====== Stored data

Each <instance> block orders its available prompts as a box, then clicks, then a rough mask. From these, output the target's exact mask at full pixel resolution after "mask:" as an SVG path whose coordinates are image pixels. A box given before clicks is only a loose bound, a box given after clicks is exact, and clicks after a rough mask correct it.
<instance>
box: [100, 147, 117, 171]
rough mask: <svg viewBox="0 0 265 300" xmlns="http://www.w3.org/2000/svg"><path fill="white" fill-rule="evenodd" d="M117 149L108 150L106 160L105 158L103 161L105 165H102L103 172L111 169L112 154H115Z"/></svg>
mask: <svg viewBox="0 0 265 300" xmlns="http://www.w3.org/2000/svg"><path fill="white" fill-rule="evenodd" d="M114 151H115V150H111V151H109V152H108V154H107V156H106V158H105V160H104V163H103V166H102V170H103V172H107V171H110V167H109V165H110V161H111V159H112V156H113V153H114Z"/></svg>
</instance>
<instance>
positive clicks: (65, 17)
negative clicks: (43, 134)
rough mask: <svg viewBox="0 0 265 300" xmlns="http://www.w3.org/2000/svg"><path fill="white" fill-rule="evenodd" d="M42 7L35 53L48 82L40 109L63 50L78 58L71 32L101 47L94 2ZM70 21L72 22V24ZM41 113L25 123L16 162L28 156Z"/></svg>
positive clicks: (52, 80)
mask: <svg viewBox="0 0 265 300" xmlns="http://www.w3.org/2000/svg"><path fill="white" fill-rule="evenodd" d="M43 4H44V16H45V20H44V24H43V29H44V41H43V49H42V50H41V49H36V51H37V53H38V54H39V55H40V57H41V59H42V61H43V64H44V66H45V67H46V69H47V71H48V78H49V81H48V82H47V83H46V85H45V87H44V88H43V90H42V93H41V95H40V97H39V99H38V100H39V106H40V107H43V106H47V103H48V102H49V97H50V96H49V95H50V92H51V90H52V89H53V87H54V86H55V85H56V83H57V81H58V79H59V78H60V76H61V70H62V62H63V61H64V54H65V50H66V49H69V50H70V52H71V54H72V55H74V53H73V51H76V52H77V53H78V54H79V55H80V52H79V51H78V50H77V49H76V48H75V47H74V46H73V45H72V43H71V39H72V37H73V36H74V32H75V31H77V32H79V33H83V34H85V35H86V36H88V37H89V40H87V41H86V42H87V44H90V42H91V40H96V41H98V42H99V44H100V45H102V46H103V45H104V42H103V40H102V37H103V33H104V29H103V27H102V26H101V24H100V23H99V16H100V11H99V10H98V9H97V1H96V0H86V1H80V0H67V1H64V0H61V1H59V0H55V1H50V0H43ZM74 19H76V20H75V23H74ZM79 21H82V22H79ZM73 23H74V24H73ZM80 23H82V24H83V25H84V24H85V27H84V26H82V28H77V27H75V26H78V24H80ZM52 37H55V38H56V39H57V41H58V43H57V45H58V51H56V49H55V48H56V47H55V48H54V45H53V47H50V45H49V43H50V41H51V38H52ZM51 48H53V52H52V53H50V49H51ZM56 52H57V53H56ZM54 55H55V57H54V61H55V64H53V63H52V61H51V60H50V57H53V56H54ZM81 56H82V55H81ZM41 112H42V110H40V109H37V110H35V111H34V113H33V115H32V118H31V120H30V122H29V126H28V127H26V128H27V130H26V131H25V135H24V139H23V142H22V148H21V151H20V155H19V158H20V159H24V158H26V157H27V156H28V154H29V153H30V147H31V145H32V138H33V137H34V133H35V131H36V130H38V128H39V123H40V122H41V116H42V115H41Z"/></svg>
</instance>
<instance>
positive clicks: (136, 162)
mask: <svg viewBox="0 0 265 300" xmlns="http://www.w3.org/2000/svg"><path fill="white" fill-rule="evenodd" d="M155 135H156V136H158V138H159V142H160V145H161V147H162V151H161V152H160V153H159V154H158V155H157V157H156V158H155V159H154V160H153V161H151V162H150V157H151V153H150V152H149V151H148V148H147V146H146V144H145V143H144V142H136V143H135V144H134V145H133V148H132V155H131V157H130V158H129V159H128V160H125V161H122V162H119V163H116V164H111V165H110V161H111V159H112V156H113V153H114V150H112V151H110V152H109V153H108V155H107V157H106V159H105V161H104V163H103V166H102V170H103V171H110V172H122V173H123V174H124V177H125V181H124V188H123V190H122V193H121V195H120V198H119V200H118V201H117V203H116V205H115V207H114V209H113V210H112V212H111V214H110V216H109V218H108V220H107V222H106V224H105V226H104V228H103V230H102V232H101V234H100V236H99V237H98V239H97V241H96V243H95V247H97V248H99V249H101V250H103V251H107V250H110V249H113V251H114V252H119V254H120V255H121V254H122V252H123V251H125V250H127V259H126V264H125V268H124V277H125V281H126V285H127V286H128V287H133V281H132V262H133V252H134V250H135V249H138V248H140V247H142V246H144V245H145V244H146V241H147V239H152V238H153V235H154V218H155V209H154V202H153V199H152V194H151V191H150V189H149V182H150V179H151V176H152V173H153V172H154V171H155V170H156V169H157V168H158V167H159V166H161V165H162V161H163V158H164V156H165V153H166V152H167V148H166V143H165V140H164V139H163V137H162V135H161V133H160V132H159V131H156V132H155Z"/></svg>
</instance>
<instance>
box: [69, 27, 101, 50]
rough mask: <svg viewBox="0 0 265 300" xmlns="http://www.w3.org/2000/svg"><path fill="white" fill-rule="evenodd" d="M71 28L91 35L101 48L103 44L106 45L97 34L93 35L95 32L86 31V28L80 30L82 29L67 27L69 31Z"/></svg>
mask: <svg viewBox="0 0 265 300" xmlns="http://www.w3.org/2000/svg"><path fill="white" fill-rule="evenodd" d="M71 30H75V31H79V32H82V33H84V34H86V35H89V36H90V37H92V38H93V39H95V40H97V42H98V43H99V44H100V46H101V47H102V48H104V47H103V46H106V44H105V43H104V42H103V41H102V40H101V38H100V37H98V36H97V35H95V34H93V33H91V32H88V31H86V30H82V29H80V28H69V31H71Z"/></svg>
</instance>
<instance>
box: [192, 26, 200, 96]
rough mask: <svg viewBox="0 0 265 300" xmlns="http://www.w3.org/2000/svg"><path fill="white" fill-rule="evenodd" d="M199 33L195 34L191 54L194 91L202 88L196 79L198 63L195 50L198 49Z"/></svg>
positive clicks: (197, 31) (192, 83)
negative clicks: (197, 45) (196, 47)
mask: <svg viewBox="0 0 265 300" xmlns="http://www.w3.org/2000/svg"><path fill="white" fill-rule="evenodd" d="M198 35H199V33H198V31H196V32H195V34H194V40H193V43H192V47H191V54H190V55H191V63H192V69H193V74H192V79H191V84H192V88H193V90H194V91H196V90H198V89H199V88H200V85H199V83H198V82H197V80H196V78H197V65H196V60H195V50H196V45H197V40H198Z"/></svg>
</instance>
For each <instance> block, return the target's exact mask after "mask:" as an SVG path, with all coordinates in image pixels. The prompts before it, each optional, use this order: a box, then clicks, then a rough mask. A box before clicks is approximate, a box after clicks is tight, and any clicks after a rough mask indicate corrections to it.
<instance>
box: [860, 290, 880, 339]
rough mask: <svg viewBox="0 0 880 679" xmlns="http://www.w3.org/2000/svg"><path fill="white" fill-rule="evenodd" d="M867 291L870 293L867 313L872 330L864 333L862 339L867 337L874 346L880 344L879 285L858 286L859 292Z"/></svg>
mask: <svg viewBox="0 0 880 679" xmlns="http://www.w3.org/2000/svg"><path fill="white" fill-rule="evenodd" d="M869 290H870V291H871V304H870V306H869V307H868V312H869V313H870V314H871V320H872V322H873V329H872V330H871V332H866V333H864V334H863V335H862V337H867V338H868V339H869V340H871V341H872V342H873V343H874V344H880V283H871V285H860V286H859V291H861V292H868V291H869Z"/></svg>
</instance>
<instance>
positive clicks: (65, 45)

============

Task to carry out - The data must be transcribed in full. Every word stays the same.

Your response -
Each <instance> block orders its available prompts as a box, then clicks, then a rough mask. From these, output the target's exact mask at full pixel resolution after "mask:" as an SVG path whose coordinates are image pixels. A box given before clicks is only a loose bound, a box given after clicks is exact, and clicks after a rough mask correct it.
<instance>
box: [100, 147, 117, 171]
rough mask: <svg viewBox="0 0 265 300" xmlns="http://www.w3.org/2000/svg"><path fill="white" fill-rule="evenodd" d="M117 149L108 150L106 160L105 158L103 161L105 165H102L103 172L111 169L112 154H115Z"/></svg>
mask: <svg viewBox="0 0 265 300" xmlns="http://www.w3.org/2000/svg"><path fill="white" fill-rule="evenodd" d="M114 151H115V150H111V151H109V152H108V154H107V156H106V158H105V160H104V163H103V166H102V170H103V172H107V171H110V167H109V165H110V161H111V159H112V156H113V153H114Z"/></svg>
</instance>
<instance>
positive clicks: (65, 17)
negative clicks: (43, 134)
rough mask: <svg viewBox="0 0 265 300" xmlns="http://www.w3.org/2000/svg"><path fill="white" fill-rule="evenodd" d="M42 7L35 53L48 82L40 109L63 50L78 58L71 32L101 47L94 2ZM70 21L72 22V24ZM41 113L25 123L16 162L28 156Z"/></svg>
positive clicks: (52, 80)
mask: <svg viewBox="0 0 265 300" xmlns="http://www.w3.org/2000/svg"><path fill="white" fill-rule="evenodd" d="M43 4H44V16H45V20H44V24H43V29H44V41H43V49H42V50H41V49H36V51H37V53H38V54H39V55H40V57H41V59H42V61H43V64H44V66H45V67H46V69H47V71H48V78H49V81H48V82H47V83H46V85H45V87H44V88H43V90H42V93H41V95H40V97H39V99H38V100H39V106H40V107H43V106H47V103H48V102H49V97H50V96H49V95H50V92H51V90H52V89H53V87H54V86H55V85H56V83H57V81H58V79H59V78H60V76H61V70H62V62H63V61H64V54H65V50H66V49H69V50H70V52H71V54H72V55H74V53H73V51H76V52H77V53H78V54H79V55H80V52H79V51H78V50H77V49H76V48H75V47H74V46H73V45H72V43H71V39H72V37H73V36H74V32H75V31H77V32H79V33H83V34H85V35H86V36H88V37H89V40H87V41H86V42H87V44H90V42H91V40H96V41H98V42H99V44H100V45H102V46H103V45H104V42H103V40H102V37H103V33H104V29H103V27H102V26H101V24H100V23H99V16H100V11H99V10H98V9H97V1H96V0H86V1H80V0H67V1H64V0H61V1H59V0H55V1H50V0H43ZM74 19H76V20H75V23H74ZM79 21H82V22H79ZM73 23H74V24H73ZM80 23H82V24H83V25H84V24H85V27H84V26H82V28H77V27H75V26H78V24H80ZM52 37H55V38H56V39H57V41H58V43H57V45H58V51H56V49H55V48H56V47H55V48H54V45H53V47H50V45H49V43H50V41H51V38H52ZM51 48H53V52H52V53H50V49H51ZM56 52H57V53H56ZM54 55H55V57H54V61H55V64H53V63H52V61H51V60H50V57H53V56H54ZM81 56H82V55H81ZM41 112H42V110H40V109H37V110H35V111H34V113H33V115H32V118H31V120H30V122H29V126H28V127H26V128H27V130H26V131H25V135H24V139H23V142H22V148H21V151H20V155H19V158H20V159H24V158H26V157H27V156H28V154H29V153H30V147H31V145H32V138H33V137H34V133H35V131H36V130H38V128H39V123H40V122H41V116H42V115H41Z"/></svg>
</instance>
<instance>
positive clicks: (136, 162)
mask: <svg viewBox="0 0 265 300" xmlns="http://www.w3.org/2000/svg"><path fill="white" fill-rule="evenodd" d="M155 135H156V136H158V138H159V142H160V145H161V147H162V151H161V152H160V153H159V154H158V155H157V157H156V158H155V159H154V160H153V161H151V162H150V157H151V153H150V152H149V151H148V148H147V146H146V144H145V143H144V142H136V143H135V144H134V145H133V148H132V155H131V157H130V158H129V159H128V160H125V161H122V162H119V163H116V164H111V165H110V161H111V159H112V156H113V153H114V150H112V151H110V152H109V153H108V155H107V157H106V159H105V161H104V163H103V166H102V170H103V171H110V172H122V173H123V174H124V177H125V181H124V188H123V190H122V193H121V195H120V198H119V200H118V201H117V203H116V205H115V207H114V209H113V210H112V212H111V214H110V216H109V218H108V220H107V222H106V224H105V226H104V228H103V230H102V232H101V234H100V236H99V237H98V239H97V241H96V243H95V247H97V248H99V249H101V250H103V251H107V250H110V249H113V251H114V252H119V254H120V255H121V254H122V252H123V251H125V250H127V259H126V264H125V268H124V277H125V281H126V285H127V286H128V287H133V281H132V262H133V252H134V250H135V249H138V248H140V247H142V246H144V245H145V244H146V241H147V239H152V238H153V235H154V218H155V209H154V202H153V199H152V194H151V191H150V189H149V182H150V179H151V176H152V173H153V172H154V171H155V170H156V169H157V168H158V167H159V166H161V165H162V161H163V158H164V156H165V153H166V152H167V148H166V143H165V140H164V139H163V137H162V135H161V133H160V132H159V131H156V132H155Z"/></svg>
</instance>
<instance>
box: [69, 27, 101, 50]
rough mask: <svg viewBox="0 0 265 300" xmlns="http://www.w3.org/2000/svg"><path fill="white" fill-rule="evenodd" d="M71 28L91 35L101 48L103 44L106 45L97 34L93 35L95 32L86 31V28L80 30L82 29L67 27L69 31Z"/></svg>
mask: <svg viewBox="0 0 265 300" xmlns="http://www.w3.org/2000/svg"><path fill="white" fill-rule="evenodd" d="M71 30H75V31H79V32H82V33H84V34H86V35H89V36H90V37H92V38H93V39H95V40H97V42H98V43H99V44H100V46H101V47H102V48H104V47H103V46H106V44H105V43H104V42H103V41H102V40H101V38H100V37H98V36H97V35H95V34H93V33H91V32H88V31H86V30H82V29H80V28H69V31H71Z"/></svg>
</instance>
<instance>
box: [192, 26, 200, 96]
rough mask: <svg viewBox="0 0 265 300" xmlns="http://www.w3.org/2000/svg"><path fill="white" fill-rule="evenodd" d="M199 33L195 34L191 54L194 91L202 88L196 79L198 63L195 50L198 49Z"/></svg>
positive clicks: (197, 31) (192, 83)
negative clicks: (197, 45) (196, 47)
mask: <svg viewBox="0 0 265 300" xmlns="http://www.w3.org/2000/svg"><path fill="white" fill-rule="evenodd" d="M198 35H199V33H198V31H196V32H195V34H194V40H193V43H192V47H191V54H190V55H191V63H192V69H193V74H192V79H191V84H192V88H193V90H194V91H196V90H198V89H199V88H200V85H199V83H198V82H197V80H196V78H197V65H196V60H195V50H196V45H197V40H198Z"/></svg>
</instance>
For each <instance> block, return the target's exact mask after "mask:" as an SVG path, with all coordinates in image pixels. The prompts before it, each optional, use this order: a box, then clicks, then a rough mask. A box before clicks is approximate, a box after clicks is tight, and any clicks after a rough mask indicate corrections to it.
<instance>
box: [860, 290, 880, 339]
rough mask: <svg viewBox="0 0 880 679" xmlns="http://www.w3.org/2000/svg"><path fill="white" fill-rule="evenodd" d="M867 291L870 293L867 313L872 330L864 333L862 339L867 337L874 346L880 344L879 285L858 286L859 292Z"/></svg>
mask: <svg viewBox="0 0 880 679" xmlns="http://www.w3.org/2000/svg"><path fill="white" fill-rule="evenodd" d="M869 290H870V291H871V304H870V306H869V307H868V312H869V313H870V314H871V320H872V322H873V329H872V330H871V332H866V333H864V334H863V335H862V337H867V338H868V339H869V340H871V341H872V342H873V343H874V344H880V283H871V285H860V286H859V291H861V292H868V291H869Z"/></svg>
</instance>
<instance>
positive clicks: (65, 45)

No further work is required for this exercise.